**Task to carry out**
Retype only what runs from the line that contains "of the tree" through the last line of the listing below, both lines included.

**Given records**
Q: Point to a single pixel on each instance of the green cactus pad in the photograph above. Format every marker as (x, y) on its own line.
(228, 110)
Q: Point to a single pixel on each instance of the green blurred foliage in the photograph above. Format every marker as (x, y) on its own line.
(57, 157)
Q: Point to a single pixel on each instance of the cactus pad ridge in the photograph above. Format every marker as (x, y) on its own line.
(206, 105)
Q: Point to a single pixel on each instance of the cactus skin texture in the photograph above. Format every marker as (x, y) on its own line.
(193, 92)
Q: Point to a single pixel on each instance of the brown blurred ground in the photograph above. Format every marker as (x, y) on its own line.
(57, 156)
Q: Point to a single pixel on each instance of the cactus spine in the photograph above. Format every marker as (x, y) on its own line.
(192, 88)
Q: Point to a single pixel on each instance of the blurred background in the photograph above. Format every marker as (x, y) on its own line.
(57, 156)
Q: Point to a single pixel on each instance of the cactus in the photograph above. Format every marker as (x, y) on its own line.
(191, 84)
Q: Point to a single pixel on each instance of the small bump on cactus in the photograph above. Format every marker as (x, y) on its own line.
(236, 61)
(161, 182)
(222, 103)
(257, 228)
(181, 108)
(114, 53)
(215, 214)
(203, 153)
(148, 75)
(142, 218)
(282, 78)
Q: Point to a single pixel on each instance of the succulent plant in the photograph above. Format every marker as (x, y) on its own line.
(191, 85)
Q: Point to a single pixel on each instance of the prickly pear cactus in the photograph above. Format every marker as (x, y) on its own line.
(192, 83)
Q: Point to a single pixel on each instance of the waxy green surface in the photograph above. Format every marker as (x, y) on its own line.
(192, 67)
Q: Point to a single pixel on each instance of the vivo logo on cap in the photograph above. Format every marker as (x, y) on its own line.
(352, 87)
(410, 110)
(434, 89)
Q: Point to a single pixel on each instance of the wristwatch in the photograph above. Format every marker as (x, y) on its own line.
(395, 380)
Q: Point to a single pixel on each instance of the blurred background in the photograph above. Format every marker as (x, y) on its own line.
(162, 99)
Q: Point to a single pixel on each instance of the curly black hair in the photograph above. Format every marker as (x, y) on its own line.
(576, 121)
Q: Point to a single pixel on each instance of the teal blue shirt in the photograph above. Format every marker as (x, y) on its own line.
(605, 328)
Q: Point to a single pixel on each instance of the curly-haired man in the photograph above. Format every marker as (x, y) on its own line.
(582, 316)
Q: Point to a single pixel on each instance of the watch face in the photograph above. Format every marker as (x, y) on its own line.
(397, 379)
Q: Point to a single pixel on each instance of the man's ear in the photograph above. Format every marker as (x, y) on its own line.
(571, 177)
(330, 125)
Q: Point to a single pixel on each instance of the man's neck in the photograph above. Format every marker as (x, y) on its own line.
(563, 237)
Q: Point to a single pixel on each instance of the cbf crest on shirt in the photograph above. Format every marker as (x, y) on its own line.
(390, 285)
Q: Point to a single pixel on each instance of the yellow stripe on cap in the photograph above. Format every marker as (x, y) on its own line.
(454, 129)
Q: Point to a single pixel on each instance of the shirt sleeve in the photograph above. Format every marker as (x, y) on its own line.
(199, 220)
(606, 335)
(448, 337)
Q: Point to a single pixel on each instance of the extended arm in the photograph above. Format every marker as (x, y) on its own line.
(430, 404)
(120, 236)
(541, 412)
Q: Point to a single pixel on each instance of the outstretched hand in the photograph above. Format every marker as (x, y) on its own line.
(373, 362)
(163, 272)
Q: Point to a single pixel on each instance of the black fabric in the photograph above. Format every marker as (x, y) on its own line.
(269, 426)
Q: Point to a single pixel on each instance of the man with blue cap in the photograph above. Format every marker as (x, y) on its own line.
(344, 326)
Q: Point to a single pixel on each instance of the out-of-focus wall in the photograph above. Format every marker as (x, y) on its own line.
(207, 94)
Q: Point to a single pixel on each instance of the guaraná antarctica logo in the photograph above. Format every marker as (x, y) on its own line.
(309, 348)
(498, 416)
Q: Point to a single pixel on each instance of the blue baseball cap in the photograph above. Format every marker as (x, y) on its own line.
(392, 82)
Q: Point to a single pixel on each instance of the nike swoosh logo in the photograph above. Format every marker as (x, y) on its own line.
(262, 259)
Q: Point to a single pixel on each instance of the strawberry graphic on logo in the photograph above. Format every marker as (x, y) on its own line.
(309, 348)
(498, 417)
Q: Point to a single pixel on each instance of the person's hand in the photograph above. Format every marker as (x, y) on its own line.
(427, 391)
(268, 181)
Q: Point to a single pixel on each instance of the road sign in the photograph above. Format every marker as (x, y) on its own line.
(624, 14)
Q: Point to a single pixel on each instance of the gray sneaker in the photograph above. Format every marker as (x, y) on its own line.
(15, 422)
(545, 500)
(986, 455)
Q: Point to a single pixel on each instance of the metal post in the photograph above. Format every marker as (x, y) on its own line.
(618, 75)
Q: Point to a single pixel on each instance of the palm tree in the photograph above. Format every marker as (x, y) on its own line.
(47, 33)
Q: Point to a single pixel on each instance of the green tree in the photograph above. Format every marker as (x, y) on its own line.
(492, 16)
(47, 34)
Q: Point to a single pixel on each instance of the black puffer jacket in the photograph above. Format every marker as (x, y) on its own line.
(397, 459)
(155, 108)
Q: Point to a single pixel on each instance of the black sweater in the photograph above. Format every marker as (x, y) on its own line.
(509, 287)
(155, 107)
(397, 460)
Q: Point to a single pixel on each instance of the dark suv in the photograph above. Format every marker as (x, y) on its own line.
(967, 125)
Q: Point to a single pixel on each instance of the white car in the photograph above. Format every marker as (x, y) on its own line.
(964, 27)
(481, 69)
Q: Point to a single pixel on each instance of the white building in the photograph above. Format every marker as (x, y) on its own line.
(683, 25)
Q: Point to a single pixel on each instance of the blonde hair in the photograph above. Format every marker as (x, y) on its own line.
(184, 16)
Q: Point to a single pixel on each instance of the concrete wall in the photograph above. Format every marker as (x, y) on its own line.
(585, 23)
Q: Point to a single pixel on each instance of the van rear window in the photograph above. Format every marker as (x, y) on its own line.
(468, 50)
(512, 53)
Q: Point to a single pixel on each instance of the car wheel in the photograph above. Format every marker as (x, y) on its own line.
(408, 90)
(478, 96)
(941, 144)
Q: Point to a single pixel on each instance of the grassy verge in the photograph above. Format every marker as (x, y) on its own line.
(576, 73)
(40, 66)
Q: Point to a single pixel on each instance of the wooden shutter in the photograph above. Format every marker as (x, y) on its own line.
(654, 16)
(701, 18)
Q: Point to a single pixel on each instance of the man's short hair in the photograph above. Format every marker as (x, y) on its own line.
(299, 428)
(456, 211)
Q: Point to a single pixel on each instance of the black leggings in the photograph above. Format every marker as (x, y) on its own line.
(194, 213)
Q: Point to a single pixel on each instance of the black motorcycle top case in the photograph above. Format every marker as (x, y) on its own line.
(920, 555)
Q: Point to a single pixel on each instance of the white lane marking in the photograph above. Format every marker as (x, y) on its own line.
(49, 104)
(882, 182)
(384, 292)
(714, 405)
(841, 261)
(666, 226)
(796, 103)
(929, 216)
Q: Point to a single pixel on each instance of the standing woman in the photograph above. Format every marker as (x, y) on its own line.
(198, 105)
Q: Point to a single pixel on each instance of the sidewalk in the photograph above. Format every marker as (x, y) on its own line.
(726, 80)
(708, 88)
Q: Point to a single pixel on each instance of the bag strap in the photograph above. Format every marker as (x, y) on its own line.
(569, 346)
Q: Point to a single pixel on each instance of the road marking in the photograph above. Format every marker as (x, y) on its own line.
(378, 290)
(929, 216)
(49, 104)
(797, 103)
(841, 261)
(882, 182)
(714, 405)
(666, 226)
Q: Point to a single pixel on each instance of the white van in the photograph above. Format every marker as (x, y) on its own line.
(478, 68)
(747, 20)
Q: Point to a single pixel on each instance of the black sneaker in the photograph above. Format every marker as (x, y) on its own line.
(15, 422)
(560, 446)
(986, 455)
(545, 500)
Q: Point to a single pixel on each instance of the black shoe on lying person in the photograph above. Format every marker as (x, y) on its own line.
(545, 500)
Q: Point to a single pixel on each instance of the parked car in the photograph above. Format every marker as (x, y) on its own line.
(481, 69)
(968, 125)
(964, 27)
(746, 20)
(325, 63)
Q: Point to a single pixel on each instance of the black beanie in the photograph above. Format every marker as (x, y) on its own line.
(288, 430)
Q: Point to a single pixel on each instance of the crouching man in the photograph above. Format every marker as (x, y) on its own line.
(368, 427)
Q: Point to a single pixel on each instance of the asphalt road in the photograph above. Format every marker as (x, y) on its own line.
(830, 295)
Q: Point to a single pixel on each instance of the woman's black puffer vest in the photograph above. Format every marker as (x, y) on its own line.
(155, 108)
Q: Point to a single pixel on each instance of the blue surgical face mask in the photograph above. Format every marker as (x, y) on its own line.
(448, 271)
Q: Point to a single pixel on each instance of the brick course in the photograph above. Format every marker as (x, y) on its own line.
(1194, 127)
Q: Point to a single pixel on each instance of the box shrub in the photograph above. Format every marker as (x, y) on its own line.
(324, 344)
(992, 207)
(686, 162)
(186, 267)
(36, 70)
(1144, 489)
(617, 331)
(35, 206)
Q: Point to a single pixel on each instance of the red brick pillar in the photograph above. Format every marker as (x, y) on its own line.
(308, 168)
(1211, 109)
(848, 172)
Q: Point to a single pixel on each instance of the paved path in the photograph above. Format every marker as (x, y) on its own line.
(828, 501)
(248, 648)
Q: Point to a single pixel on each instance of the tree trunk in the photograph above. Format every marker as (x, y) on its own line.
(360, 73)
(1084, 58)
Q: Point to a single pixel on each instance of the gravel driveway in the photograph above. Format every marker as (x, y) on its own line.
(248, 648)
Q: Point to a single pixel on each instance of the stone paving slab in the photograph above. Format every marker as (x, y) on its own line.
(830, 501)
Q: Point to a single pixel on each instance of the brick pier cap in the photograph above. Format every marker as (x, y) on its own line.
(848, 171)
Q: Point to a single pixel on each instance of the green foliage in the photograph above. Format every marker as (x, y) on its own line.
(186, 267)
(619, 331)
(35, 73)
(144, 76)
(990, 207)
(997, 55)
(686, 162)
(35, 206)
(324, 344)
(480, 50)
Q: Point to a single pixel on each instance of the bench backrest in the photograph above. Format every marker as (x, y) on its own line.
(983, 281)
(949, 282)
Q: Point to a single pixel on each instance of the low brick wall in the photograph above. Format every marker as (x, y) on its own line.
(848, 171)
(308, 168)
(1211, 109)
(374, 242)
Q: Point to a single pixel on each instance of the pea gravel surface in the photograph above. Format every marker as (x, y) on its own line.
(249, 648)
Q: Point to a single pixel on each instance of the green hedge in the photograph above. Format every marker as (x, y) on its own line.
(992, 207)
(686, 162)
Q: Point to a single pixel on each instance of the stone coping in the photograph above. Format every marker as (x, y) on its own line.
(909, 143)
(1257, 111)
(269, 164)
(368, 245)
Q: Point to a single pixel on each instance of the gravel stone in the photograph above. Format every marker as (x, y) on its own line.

**Answer to this task**
Q: Point to a single pixel on each instance of the tree trunk in the photograph above. Format every marker as (x, y) on its own line.
(360, 73)
(1084, 58)
Q: Point to a single pixel on each instance of the gravel driveway in the photograph above. Format every marker as (x, y) on its own line.
(248, 648)
Q: Point to a single pixel on each instance of the stone paving slab in the photograph above. Format every marker as (x, y) on its own line.
(830, 501)
Q: Point to a single pixel on each instance of the brick pier cap in the photograph above. Format every marker as (x, y) on its own line.
(848, 171)
Q: Point to a single pixel on each instance of the green foliage in the photograph above. Format every marker as (x, y) on its own line.
(186, 267)
(619, 331)
(35, 73)
(144, 76)
(990, 207)
(997, 55)
(686, 162)
(35, 206)
(324, 344)
(480, 50)
Q: Point to a single pixel on each instance of the bench backrest in the photograph above. Format every marker as (x, y) on its own line.
(983, 281)
(949, 282)
Q: Point to a single pixel on each instance of the low brick wall in the photograph above. Format every marker as (x, y) on its own line.
(848, 171)
(308, 168)
(1211, 109)
(374, 242)
Q: Point to a single pixel on each instance of the pea gravel surface in the photograph above. Format every marker as (x, y) on its own line.
(249, 648)
Q: Point to a single pixel on each instance of the green hedge in the photograph above. Format every marker as (x, y) on its own line.
(992, 207)
(686, 162)
Q: Point to a single pixel on each instance of the stone coping in the photograph above. Format every marker as (x, y) on its own line.
(909, 143)
(1257, 111)
(269, 164)
(368, 245)
Q: Point to a single pixel on each instance of the gravel stone in the photograph above. Format every marker as (x, y) on its own line.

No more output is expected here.